## Your tasks
(1) According to the Alaris pump passage, by what percentage did the SEC find BD had overstated its Q4 2019 operating income?
(2) Copy the Alaris pump passage word for word, between "BD’s saga is" and "the penalty box.", inclusive.
*** Reading text ***
Here’s the rundown: Back in 2016, BD realized the Alaris pump’s software changes needed FDA clearance. Did they hit pause to fix things? Nope. They kept selling it anyway, rolling the dice with compliance and patient safety. By 2019, the pump’s problems had snowballed into 37 critical software flaws—we’re talking glitches like infusion delays and failed low-battery alarms. Yet instead of being upfront, BD told investors the pump was just getting “routine improvements.” Behind the scenes, though, the FDA was not buying it. They rejected BD’s request to keep selling the pump while working on fixes. So, what did BD do? They resumed sales in December 2019—with temporary patches and no FDA clearance.
In January 2020, the FDA found out BD had restarted sales and wasn’t thrilled. They called BD’s actions “misaligned with our previous conversations.” Translation: You didn’t listen, and now we have a problem. Finally, BD reinstated a full sales hold and admitted that revenue would take a hit. But here’s where it gets dicey—at the January 2020 shareholders meeting, BD still stuck to its overly rosy revenue forecast. By February, the jig was up. BD admitted sales were halted indefinitely, and the stock dropped 12%, leaving investors fuming. As one analyst put it, “10 days ago we heard everything in pumps was OK… I’m stunned and have a lot of angry people with pitchforks.”
It didn’t stop there. The SEC found BD had overstated its Q4 2019 operating income by a jaw-dropping 82% by failing to account for the costs of fixing Alaris. Basically, they made their books look a lot healthier than they actually were. Cue the SEC stepping in with charges for antifraud violations, reporting lapses, and poor disclosure controls. Along with the $175 million settlement, BD is now bringing in a compliance consultant to clean house.
While BD’s mishandling of Alaris drew significant regulatory scrutiny, it’s important to acknowledge the pump’s critical role in healthcare. The Alaris system has been a mainstay in hospitals, safely delivering fluids, medications, and blood to patients for years. During the COVID-19 pandemic, it played an essential role in patient care despite its software challenges. Following a lengthy process, BD secured FDA clearance for the updated Alaris system in July 2023 and has since committed to updating its fleet of devices.
BD’s saga is a wake-up call: Short-term fixes and half-truths might save face for a while, but the long-term fallout—financial and reputational—can be brutal. Or, as SEC Acting Enforcement Director Sanjay Wadhwa said: “Public companies have a fundamental duty to accurately disclose material business risks and should expect to be held accountable when they fall short.” The SEC’s modernization efforts are a sign that compliance is getting smarter and stricter. Companies that play it straight will thrive. Those that don’t? Well, they’ll be joining BD in the penalty box.
*** End of Reading text ***
*** Information ***
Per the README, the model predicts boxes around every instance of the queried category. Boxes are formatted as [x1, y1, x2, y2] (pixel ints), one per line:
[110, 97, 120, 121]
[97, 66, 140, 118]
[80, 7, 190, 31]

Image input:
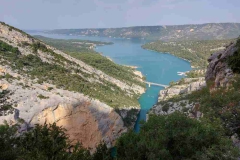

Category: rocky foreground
[0, 23, 145, 149]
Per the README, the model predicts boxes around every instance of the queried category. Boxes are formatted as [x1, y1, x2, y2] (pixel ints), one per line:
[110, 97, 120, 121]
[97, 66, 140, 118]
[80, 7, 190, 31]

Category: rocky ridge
[149, 77, 206, 117]
[0, 23, 145, 149]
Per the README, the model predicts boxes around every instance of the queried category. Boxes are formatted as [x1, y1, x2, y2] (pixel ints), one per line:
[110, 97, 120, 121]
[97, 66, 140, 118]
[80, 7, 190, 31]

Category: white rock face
[158, 77, 206, 102]
[149, 77, 206, 118]
[0, 23, 145, 149]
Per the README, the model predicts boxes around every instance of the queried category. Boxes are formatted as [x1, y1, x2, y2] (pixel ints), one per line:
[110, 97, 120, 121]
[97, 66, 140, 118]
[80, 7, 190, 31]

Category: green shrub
[116, 112, 239, 160]
[38, 94, 49, 99]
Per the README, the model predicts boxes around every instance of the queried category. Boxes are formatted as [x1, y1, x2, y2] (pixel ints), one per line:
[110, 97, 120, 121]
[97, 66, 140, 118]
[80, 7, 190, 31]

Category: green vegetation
[142, 39, 234, 69]
[186, 70, 205, 78]
[38, 94, 49, 99]
[48, 23, 240, 41]
[34, 35, 113, 53]
[162, 75, 240, 138]
[0, 124, 111, 160]
[0, 41, 139, 112]
[0, 90, 14, 116]
[117, 112, 239, 160]
[36, 36, 145, 87]
[0, 21, 33, 38]
[227, 39, 240, 73]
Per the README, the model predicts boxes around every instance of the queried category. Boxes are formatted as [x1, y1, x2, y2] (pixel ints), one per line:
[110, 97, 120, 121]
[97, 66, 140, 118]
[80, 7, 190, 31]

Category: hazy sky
[0, 0, 240, 29]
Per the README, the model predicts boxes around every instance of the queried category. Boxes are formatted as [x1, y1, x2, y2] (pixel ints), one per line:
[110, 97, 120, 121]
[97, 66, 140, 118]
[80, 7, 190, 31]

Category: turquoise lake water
[30, 33, 191, 132]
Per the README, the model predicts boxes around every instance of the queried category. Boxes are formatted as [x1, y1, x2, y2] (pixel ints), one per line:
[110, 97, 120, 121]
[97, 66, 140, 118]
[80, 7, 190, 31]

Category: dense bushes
[0, 41, 139, 108]
[227, 39, 240, 73]
[117, 113, 238, 160]
[37, 36, 145, 87]
[142, 39, 233, 68]
[0, 124, 111, 160]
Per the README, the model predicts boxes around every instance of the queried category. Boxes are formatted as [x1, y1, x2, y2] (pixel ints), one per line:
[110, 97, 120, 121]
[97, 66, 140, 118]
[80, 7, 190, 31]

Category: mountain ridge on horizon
[44, 23, 240, 41]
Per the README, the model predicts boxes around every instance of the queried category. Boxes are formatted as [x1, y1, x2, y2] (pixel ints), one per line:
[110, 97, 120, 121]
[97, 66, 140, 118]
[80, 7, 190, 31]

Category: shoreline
[142, 47, 196, 68]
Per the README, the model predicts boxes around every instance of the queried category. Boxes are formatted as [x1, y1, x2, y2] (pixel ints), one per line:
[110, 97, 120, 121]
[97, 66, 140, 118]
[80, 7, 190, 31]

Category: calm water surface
[30, 33, 191, 132]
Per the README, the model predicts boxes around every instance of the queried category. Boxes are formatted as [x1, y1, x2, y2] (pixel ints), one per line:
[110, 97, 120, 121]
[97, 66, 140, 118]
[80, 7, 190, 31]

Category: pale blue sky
[0, 0, 240, 29]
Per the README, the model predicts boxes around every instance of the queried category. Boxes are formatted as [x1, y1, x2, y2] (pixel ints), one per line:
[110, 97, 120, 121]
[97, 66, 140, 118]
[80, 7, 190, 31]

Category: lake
[27, 33, 191, 132]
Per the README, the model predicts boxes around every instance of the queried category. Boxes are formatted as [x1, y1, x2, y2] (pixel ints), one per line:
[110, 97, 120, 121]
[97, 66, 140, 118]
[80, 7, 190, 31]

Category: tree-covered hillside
[142, 39, 235, 68]
[46, 23, 240, 41]
[36, 36, 145, 87]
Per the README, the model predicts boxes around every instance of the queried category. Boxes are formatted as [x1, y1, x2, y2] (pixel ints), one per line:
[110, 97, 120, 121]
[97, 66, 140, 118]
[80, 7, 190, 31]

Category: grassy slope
[142, 39, 234, 68]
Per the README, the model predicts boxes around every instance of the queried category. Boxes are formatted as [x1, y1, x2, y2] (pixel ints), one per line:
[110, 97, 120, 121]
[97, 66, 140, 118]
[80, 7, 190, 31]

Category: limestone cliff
[205, 43, 237, 87]
[149, 77, 206, 117]
[0, 23, 145, 149]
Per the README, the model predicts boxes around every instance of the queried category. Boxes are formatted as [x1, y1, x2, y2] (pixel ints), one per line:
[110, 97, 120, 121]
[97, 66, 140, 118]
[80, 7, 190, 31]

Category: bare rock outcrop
[0, 23, 142, 149]
[30, 102, 126, 149]
[158, 77, 206, 102]
[205, 43, 237, 87]
[149, 77, 206, 118]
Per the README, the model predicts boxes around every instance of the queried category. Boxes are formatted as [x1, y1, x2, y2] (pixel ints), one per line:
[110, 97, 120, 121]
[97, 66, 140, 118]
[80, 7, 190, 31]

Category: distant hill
[45, 23, 240, 41]
[142, 39, 236, 68]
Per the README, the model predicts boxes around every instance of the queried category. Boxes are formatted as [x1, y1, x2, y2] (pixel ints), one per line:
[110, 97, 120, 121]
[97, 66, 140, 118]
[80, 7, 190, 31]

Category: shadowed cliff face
[205, 43, 237, 87]
[0, 23, 144, 150]
[30, 102, 126, 148]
*** End of Information ***
## Solutions by task
(1) 82%

(2)
BD’s saga is a wake-up call: Short-term fixes and half-truths might save face for a while, but the long-term fallout—financial and reputational—can be brutal. Or, as SEC Acting Enforcement Director Sanjay Wadhwa said: “Public companies have a fundamental duty to accurately disclose material business risks and should expect to be held accountable when they fall short.” The SEC’s modernization efforts are a sign that compliance is getting smarter and stricter. Companies that play it straight will thrive. Those that don’t? Well, they’ll be joining BD in the penalty box.